> [What the task asks] Say how many of the lines below hold "woman", writing the number and nothing more.
═════ Records for processing ═════
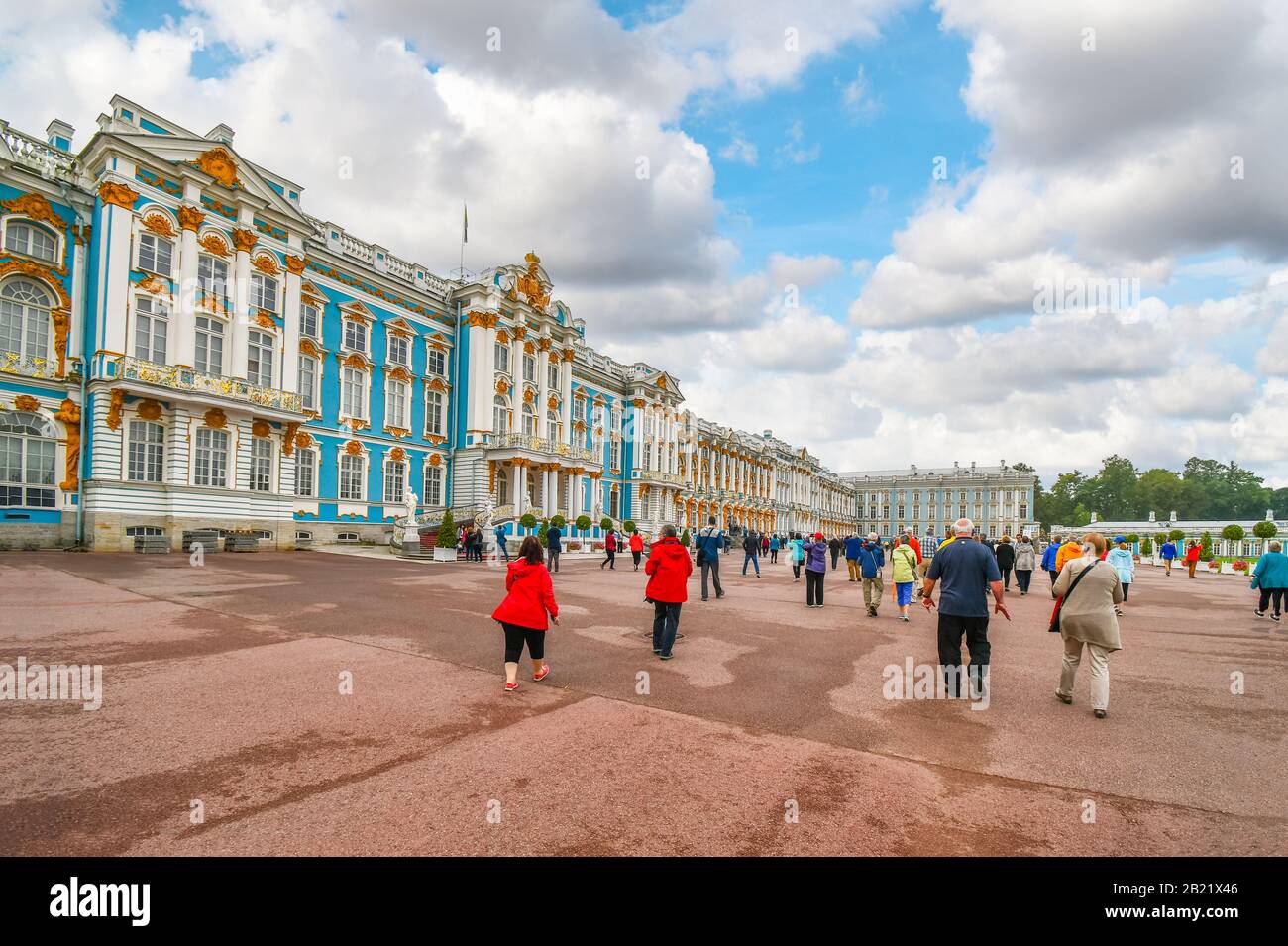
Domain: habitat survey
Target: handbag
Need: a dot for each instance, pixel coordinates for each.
(1059, 602)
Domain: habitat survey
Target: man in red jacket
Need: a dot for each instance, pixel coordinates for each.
(669, 568)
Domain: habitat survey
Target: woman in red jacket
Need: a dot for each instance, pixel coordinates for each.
(529, 596)
(669, 568)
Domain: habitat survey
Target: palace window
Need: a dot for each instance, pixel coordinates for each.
(30, 240)
(147, 452)
(351, 476)
(395, 477)
(156, 254)
(25, 318)
(433, 485)
(211, 277)
(259, 358)
(353, 394)
(27, 447)
(150, 330)
(308, 381)
(305, 472)
(263, 292)
(210, 459)
(210, 345)
(500, 415)
(262, 465)
(395, 404)
(436, 364)
(399, 351)
(356, 335)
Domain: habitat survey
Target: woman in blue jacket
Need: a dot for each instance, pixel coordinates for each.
(1271, 577)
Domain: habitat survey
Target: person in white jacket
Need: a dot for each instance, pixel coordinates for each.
(1125, 564)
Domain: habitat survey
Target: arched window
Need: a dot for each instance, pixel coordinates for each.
(500, 415)
(25, 318)
(27, 447)
(30, 240)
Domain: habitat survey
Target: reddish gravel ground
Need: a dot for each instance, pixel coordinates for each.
(768, 734)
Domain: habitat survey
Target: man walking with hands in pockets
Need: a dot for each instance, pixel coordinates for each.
(966, 572)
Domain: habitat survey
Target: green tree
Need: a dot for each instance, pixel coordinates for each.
(446, 537)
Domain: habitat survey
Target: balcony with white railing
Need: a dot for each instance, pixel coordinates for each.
(206, 386)
(39, 156)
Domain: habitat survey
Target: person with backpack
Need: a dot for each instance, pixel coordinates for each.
(528, 598)
(610, 549)
(708, 543)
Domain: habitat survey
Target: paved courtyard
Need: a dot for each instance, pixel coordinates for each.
(768, 734)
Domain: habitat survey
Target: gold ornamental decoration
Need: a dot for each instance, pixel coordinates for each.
(219, 164)
(35, 207)
(114, 409)
(191, 218)
(117, 194)
(69, 415)
(159, 224)
(214, 244)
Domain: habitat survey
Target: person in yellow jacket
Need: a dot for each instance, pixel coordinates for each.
(1069, 551)
(903, 558)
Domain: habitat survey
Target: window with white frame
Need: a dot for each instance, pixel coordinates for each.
(395, 480)
(210, 345)
(436, 364)
(262, 465)
(27, 450)
(399, 351)
(30, 240)
(25, 318)
(433, 485)
(210, 459)
(263, 292)
(434, 413)
(356, 335)
(308, 321)
(308, 381)
(151, 322)
(147, 452)
(351, 476)
(397, 394)
(305, 472)
(156, 254)
(353, 392)
(213, 277)
(259, 358)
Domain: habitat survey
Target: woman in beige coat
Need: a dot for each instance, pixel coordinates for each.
(1087, 619)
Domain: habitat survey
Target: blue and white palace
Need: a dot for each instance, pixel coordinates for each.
(183, 347)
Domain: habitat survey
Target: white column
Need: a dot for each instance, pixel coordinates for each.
(291, 335)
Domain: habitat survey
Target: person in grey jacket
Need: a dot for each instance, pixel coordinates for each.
(1025, 560)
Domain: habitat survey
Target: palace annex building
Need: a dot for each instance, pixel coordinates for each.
(183, 347)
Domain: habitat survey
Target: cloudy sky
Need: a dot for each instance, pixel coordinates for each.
(876, 227)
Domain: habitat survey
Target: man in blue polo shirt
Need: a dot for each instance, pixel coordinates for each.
(966, 572)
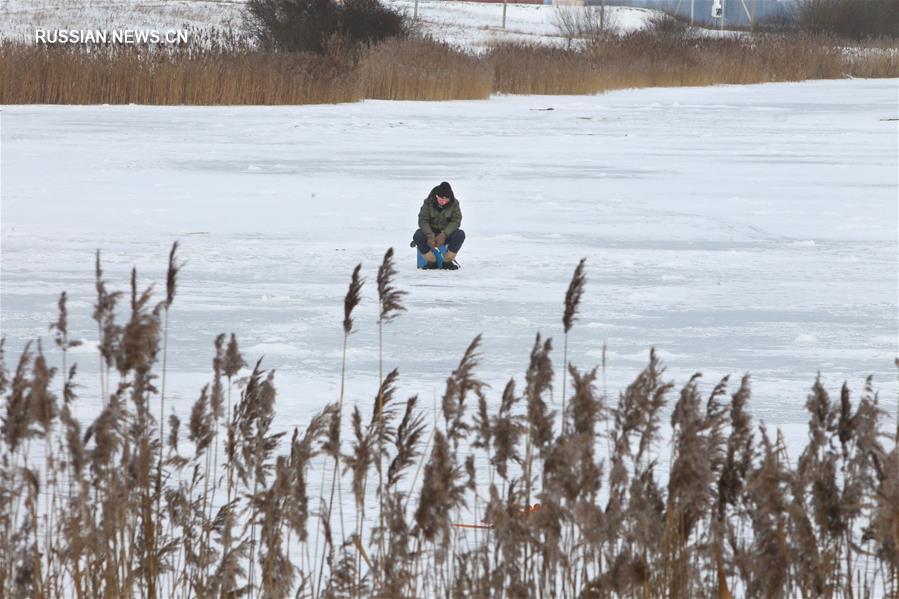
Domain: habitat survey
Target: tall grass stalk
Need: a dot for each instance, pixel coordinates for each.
(575, 512)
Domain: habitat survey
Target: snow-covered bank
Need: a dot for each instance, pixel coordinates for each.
(469, 24)
(735, 228)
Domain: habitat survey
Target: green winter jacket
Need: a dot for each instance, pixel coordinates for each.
(432, 219)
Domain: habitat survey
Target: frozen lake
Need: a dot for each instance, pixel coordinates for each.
(736, 229)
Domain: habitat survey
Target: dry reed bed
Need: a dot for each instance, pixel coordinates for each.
(143, 504)
(418, 69)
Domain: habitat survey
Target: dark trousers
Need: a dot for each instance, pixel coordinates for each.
(454, 242)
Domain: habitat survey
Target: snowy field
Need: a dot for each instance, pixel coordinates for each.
(736, 229)
(470, 24)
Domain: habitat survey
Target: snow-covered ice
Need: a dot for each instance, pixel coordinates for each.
(474, 25)
(744, 228)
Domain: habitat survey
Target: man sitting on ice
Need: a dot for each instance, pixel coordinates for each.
(438, 225)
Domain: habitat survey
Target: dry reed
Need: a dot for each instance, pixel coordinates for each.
(421, 69)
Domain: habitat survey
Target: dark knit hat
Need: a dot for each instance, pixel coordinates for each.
(444, 191)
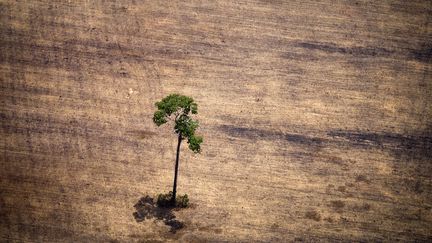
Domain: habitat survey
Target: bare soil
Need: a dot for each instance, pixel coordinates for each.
(316, 117)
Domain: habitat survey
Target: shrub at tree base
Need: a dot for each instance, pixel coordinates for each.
(165, 200)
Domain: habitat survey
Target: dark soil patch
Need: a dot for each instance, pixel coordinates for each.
(146, 208)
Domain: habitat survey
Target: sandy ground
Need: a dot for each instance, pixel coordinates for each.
(316, 117)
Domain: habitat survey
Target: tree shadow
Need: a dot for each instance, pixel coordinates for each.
(146, 208)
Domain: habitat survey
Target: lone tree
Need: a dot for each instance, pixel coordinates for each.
(177, 108)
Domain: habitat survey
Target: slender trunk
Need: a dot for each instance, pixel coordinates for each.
(176, 171)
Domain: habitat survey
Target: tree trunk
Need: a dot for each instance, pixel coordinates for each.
(176, 171)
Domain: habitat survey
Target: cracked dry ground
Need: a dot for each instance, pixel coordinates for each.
(316, 117)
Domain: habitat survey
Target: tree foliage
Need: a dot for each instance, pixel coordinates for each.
(179, 109)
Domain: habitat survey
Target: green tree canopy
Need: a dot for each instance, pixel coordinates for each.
(179, 108)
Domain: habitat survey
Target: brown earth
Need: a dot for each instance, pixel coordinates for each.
(316, 117)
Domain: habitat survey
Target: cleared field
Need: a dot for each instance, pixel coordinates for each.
(316, 116)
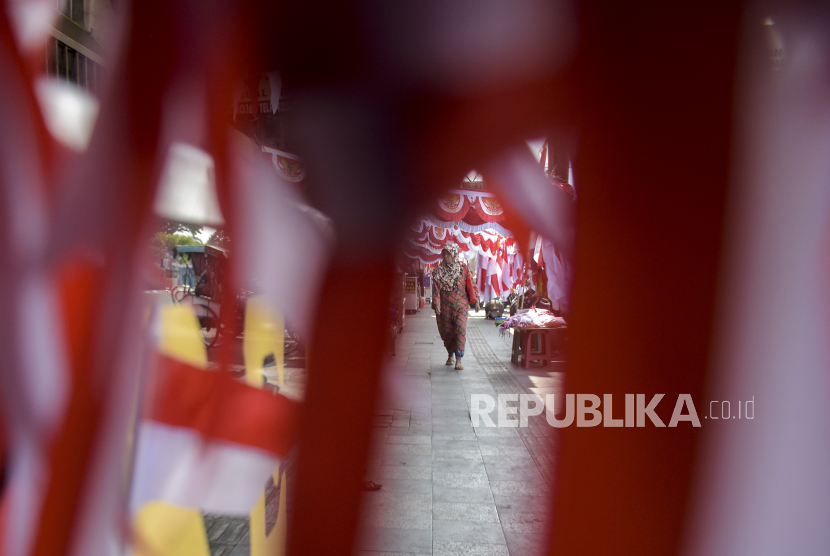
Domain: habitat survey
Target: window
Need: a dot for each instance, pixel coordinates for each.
(73, 9)
(64, 62)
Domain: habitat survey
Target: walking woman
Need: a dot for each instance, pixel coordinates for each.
(449, 285)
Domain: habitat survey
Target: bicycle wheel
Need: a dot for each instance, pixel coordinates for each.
(178, 293)
(290, 342)
(208, 324)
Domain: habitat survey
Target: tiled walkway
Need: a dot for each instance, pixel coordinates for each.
(450, 488)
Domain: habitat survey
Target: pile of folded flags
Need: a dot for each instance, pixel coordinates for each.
(531, 318)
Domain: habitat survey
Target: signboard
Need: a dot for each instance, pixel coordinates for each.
(410, 294)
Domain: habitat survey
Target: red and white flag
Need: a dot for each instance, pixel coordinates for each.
(209, 441)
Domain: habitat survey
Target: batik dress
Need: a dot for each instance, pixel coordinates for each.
(452, 322)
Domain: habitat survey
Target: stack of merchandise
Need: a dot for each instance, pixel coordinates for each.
(532, 318)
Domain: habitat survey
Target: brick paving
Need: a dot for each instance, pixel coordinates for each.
(448, 488)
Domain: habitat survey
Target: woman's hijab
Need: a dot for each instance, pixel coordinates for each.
(448, 276)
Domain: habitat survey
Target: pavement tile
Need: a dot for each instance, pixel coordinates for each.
(459, 466)
(396, 519)
(454, 441)
(508, 471)
(417, 460)
(468, 549)
(459, 511)
(406, 486)
(498, 434)
(374, 553)
(460, 480)
(404, 472)
(525, 523)
(416, 541)
(518, 487)
(481, 495)
(524, 544)
(420, 449)
(467, 531)
(408, 439)
(500, 451)
(448, 453)
(523, 504)
(412, 430)
(396, 501)
(447, 439)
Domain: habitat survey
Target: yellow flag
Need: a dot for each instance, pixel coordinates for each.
(181, 336)
(164, 529)
(273, 544)
(264, 335)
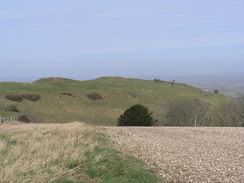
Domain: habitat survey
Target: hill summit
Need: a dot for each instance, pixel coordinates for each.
(64, 100)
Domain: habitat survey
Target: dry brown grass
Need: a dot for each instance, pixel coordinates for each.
(43, 152)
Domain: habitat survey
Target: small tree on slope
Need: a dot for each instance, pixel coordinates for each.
(136, 115)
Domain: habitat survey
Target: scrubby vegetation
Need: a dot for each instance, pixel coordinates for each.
(14, 98)
(19, 98)
(31, 97)
(118, 94)
(11, 108)
(65, 153)
(136, 115)
(94, 96)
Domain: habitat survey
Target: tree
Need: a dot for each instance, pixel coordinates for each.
(136, 115)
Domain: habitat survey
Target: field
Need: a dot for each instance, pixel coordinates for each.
(117, 95)
(64, 153)
(186, 154)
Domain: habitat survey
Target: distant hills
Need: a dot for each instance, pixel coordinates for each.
(64, 100)
(228, 84)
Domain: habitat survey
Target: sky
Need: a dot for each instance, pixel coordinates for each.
(131, 38)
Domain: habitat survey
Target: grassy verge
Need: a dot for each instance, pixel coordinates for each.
(64, 153)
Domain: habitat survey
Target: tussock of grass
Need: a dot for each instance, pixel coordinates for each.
(64, 153)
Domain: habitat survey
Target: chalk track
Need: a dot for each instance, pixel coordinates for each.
(186, 154)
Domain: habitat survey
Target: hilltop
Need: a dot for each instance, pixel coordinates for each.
(64, 100)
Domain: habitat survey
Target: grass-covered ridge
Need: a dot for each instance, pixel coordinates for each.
(117, 95)
(64, 153)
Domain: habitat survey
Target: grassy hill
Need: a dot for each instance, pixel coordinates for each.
(117, 95)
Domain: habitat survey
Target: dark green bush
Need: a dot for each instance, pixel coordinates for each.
(11, 108)
(94, 96)
(15, 98)
(136, 115)
(31, 97)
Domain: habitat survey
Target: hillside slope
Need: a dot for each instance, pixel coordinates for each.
(117, 95)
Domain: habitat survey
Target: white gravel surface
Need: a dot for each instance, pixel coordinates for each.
(183, 154)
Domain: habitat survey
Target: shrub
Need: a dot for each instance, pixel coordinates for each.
(23, 118)
(15, 98)
(136, 115)
(66, 94)
(94, 96)
(12, 108)
(31, 97)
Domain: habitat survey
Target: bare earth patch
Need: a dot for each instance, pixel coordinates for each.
(186, 154)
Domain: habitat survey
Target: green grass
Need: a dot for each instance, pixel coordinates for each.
(118, 94)
(65, 153)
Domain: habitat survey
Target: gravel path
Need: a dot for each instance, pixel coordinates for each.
(186, 154)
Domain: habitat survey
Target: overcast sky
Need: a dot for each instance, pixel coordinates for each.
(131, 38)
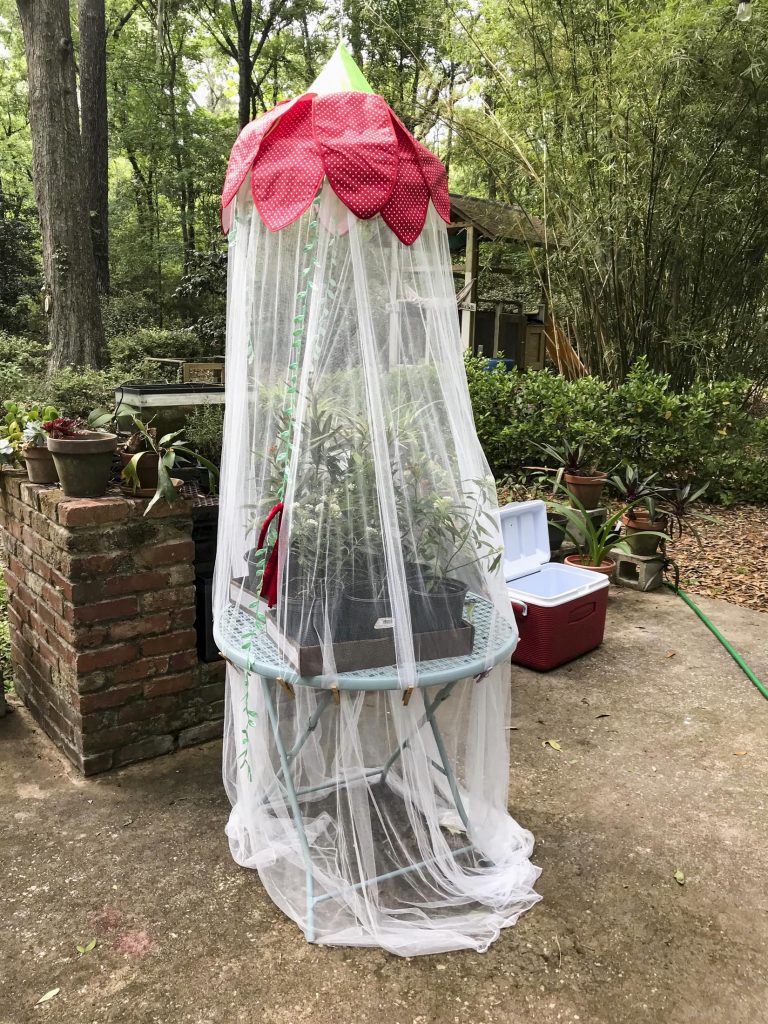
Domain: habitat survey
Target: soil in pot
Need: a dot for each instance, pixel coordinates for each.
(366, 612)
(436, 604)
(40, 465)
(587, 489)
(146, 468)
(644, 546)
(606, 566)
(84, 463)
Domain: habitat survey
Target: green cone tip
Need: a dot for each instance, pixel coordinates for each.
(341, 74)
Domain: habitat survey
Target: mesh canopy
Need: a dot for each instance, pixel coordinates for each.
(358, 592)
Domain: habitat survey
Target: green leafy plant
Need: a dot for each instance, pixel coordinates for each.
(170, 450)
(23, 426)
(594, 540)
(680, 506)
(64, 427)
(570, 459)
(638, 491)
(205, 428)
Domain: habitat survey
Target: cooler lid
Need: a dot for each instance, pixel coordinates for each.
(525, 538)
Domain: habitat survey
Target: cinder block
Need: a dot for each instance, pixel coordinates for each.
(641, 572)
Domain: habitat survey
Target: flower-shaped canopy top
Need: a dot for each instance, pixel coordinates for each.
(353, 138)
═════
> [Worked solution] 5